Edit the lines from the one containing "task: segment the spiky seed head" up to and including the end of the items by changing "spiky" to "prickly" and leaving everything else as it is. Leave the pictures out of your answer.

··· RECORDS SHOWN

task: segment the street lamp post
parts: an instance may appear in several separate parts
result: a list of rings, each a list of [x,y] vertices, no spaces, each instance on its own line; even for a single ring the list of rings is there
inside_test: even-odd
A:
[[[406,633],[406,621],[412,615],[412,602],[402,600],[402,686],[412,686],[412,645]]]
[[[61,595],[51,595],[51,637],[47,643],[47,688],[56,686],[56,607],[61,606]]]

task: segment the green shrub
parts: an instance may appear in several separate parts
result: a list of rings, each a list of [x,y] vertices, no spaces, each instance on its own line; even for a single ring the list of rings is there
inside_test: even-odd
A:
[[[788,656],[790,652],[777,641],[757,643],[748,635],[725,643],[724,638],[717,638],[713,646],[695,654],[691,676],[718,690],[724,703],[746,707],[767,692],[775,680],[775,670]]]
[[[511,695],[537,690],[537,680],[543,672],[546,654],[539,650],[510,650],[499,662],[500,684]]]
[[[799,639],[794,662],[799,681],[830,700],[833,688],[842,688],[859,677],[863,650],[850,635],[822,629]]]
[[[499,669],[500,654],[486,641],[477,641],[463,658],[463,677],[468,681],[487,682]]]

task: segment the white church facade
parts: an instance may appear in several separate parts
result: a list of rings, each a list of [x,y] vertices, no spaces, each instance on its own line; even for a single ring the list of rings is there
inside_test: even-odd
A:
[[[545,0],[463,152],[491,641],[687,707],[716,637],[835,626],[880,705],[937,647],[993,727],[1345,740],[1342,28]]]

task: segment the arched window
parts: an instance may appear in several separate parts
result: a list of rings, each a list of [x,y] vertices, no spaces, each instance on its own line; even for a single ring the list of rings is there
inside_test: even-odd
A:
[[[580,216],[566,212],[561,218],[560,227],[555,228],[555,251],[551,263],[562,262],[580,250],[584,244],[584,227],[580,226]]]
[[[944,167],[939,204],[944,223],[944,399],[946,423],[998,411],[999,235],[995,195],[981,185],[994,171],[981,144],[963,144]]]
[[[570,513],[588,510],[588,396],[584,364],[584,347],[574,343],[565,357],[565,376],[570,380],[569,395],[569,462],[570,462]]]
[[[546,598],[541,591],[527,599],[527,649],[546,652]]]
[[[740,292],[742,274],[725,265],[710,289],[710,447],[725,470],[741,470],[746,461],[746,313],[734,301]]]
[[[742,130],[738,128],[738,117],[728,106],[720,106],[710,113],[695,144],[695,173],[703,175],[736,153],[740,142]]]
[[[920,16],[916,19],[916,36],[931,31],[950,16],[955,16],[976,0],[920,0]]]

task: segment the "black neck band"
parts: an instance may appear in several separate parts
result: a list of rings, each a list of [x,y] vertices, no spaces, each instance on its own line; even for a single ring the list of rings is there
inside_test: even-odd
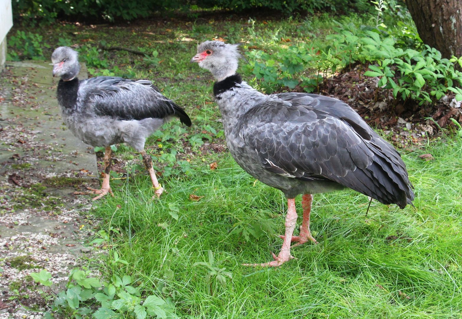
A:
[[[234,75],[228,76],[225,80],[215,82],[213,85],[213,95],[217,96],[223,92],[236,87],[236,84],[242,82],[241,76],[236,73]]]

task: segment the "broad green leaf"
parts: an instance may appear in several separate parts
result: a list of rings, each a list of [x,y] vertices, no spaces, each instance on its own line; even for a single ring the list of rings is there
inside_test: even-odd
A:
[[[108,294],[109,294],[109,296],[112,298],[116,294],[116,287],[113,284],[109,285],[109,287],[108,287]]]
[[[72,309],[76,309],[79,307],[79,295],[71,288],[69,288],[66,292],[66,300],[69,304],[69,307]]]
[[[99,302],[103,301],[108,301],[111,300],[111,298],[109,296],[108,296],[104,294],[102,294],[101,293],[97,293],[95,294],[95,299],[97,300],[97,301]]]
[[[125,301],[123,299],[117,299],[112,301],[112,309],[118,310],[125,305]]]
[[[165,303],[165,301],[157,296],[152,294],[148,296],[143,303],[143,306],[146,308],[153,308],[155,306],[162,306]]]
[[[95,319],[113,319],[122,318],[122,315],[108,308],[101,307],[93,314]]]
[[[80,301],[85,301],[93,297],[94,293],[92,289],[84,289],[80,293]]]
[[[146,313],[146,309],[142,306],[137,305],[135,306],[135,315],[136,316],[136,319],[145,319],[147,314]]]
[[[122,286],[127,286],[132,283],[132,277],[128,275],[125,275],[122,277]]]
[[[132,287],[131,286],[126,286],[125,290],[131,294],[134,294],[135,296],[140,295],[140,290],[138,290],[138,288]]]
[[[30,276],[36,282],[40,282],[44,286],[51,286],[53,282],[49,280],[51,278],[51,274],[44,269],[40,270],[39,273],[31,272]]]
[[[420,88],[425,85],[425,80],[422,76],[422,74],[419,73],[415,73],[415,81],[414,81],[414,85]]]
[[[101,287],[101,284],[100,283],[99,281],[94,277],[86,278],[83,280],[78,281],[77,282],[79,285],[84,286],[87,289],[90,289],[91,287],[98,288]]]
[[[172,218],[173,218],[176,221],[178,220],[178,214],[176,212],[173,211],[173,210],[169,210],[169,214],[170,215],[172,216]]]
[[[364,75],[365,76],[372,76],[372,77],[382,76],[383,75],[383,74],[381,73],[379,73],[378,72],[374,72],[372,71],[366,71],[364,73]]]
[[[85,272],[83,270],[76,270],[72,274],[72,278],[74,280],[79,281],[85,278]]]

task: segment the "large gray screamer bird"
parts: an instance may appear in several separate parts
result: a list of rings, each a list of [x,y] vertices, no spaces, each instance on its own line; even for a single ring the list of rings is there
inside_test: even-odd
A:
[[[104,172],[100,190],[87,188],[98,199],[109,192],[110,146],[126,143],[141,153],[155,193],[164,189],[157,181],[151,156],[144,150],[146,139],[172,116],[191,126],[181,107],[161,94],[151,81],[98,76],[79,81],[77,51],[59,47],[51,55],[53,76],[58,83],[58,101],[67,127],[84,142],[105,147]]]
[[[310,231],[311,194],[349,187],[401,208],[414,194],[399,153],[347,104],[304,93],[266,95],[236,74],[242,57],[237,44],[206,41],[191,62],[216,80],[213,95],[222,116],[226,143],[237,164],[287,198],[286,232],[279,255],[262,266],[293,258],[291,242],[317,242]],[[300,234],[294,198],[304,194]]]

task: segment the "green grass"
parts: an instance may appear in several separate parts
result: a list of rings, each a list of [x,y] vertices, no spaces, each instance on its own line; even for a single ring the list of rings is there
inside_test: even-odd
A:
[[[276,235],[284,232],[286,201],[279,191],[255,182],[227,152],[201,148],[201,134],[210,140],[204,142],[222,144],[223,129],[212,103],[212,77],[189,61],[197,43],[220,36],[230,42],[248,41],[246,53],[252,46],[268,53],[284,50],[287,43],[281,37],[316,47],[334,24],[327,15],[281,20],[222,18],[159,25],[67,25],[58,30],[55,25],[40,31],[50,47],[45,51],[49,55],[63,42],[96,46],[104,40],[108,46],[156,49],[162,62],[154,66],[125,51],[99,52],[110,71],[118,68],[116,75],[154,80],[185,108],[194,123],[177,134],[179,129],[172,129],[177,122],[166,124],[148,141],[147,150],[154,155],[173,150],[177,160],[190,160],[188,169],[179,162],[170,167],[170,176],[161,177],[166,191],[159,199],[152,199],[150,182],[141,170],[134,176],[130,173],[127,181],[113,181],[116,196],[95,204],[93,213],[111,234],[112,242],[104,247],[128,262],[97,260],[103,277],[129,274],[144,295],[171,300],[177,314],[185,318],[461,318],[460,139],[431,141],[403,154],[415,187],[415,208],[400,210],[374,201],[366,216],[364,195],[353,191],[316,195],[311,228],[319,245],[295,248],[296,259],[278,268],[241,265],[268,261],[271,251],[279,252],[282,241]],[[368,18],[334,18],[360,24]],[[246,79],[258,86],[249,74]],[[434,160],[418,157],[428,153]],[[119,159],[134,155],[127,147],[116,153]],[[155,165],[159,169],[168,165],[158,158]],[[218,169],[210,169],[215,161]],[[191,194],[204,197],[192,201]],[[299,198],[297,203],[301,215]],[[172,208],[179,210],[177,220]],[[113,228],[120,232],[110,232]],[[232,274],[225,287],[213,278],[207,282],[207,269],[194,265],[207,262],[209,250],[215,266]]]
[[[231,231],[241,222],[251,228],[256,220],[269,219],[270,231],[283,233],[285,200],[279,191],[254,185],[227,153],[194,162],[188,176],[163,180],[168,192],[159,200],[152,200],[147,177],[136,176],[95,213],[103,228],[121,231],[113,247],[128,265],[113,270],[138,278],[146,294],[169,298],[174,292],[180,316],[460,318],[462,164],[455,160],[462,157],[461,150],[460,139],[442,140],[404,154],[415,208],[374,201],[366,217],[364,195],[316,195],[311,229],[320,244],[294,249],[297,259],[276,269],[241,264],[269,261],[281,244],[275,235],[261,231],[258,239],[246,239]],[[435,160],[418,157],[425,153]],[[210,170],[207,163],[214,160],[218,169]],[[204,197],[192,202],[192,193]],[[178,220],[169,213],[172,203],[180,209]],[[208,260],[208,250],[233,274],[225,288],[213,280],[208,284],[207,271],[193,266]],[[168,269],[174,275],[166,280]],[[166,293],[156,288],[159,283]]]

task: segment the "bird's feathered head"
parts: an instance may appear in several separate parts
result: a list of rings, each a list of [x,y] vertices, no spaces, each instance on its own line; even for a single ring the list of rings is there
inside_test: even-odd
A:
[[[210,71],[217,80],[222,80],[236,73],[240,58],[245,60],[238,49],[242,44],[231,44],[219,41],[202,42],[197,45],[197,54],[191,62],[198,62],[200,67]]]
[[[64,81],[71,80],[79,74],[79,54],[69,47],[59,47],[51,55],[53,76],[60,76]]]

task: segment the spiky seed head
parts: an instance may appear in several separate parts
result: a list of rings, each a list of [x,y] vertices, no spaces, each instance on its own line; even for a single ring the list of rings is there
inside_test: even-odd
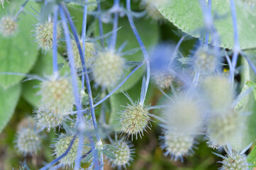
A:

······

→ **SOLUTION**:
task: segment the prickly seed head
parts: an instance may appear in several separate parts
result: a list of rings, each a list of [x,y] vertices, no spaces, each instance on its own line; even for a single ring the list of rings is there
inside_test: even-odd
A:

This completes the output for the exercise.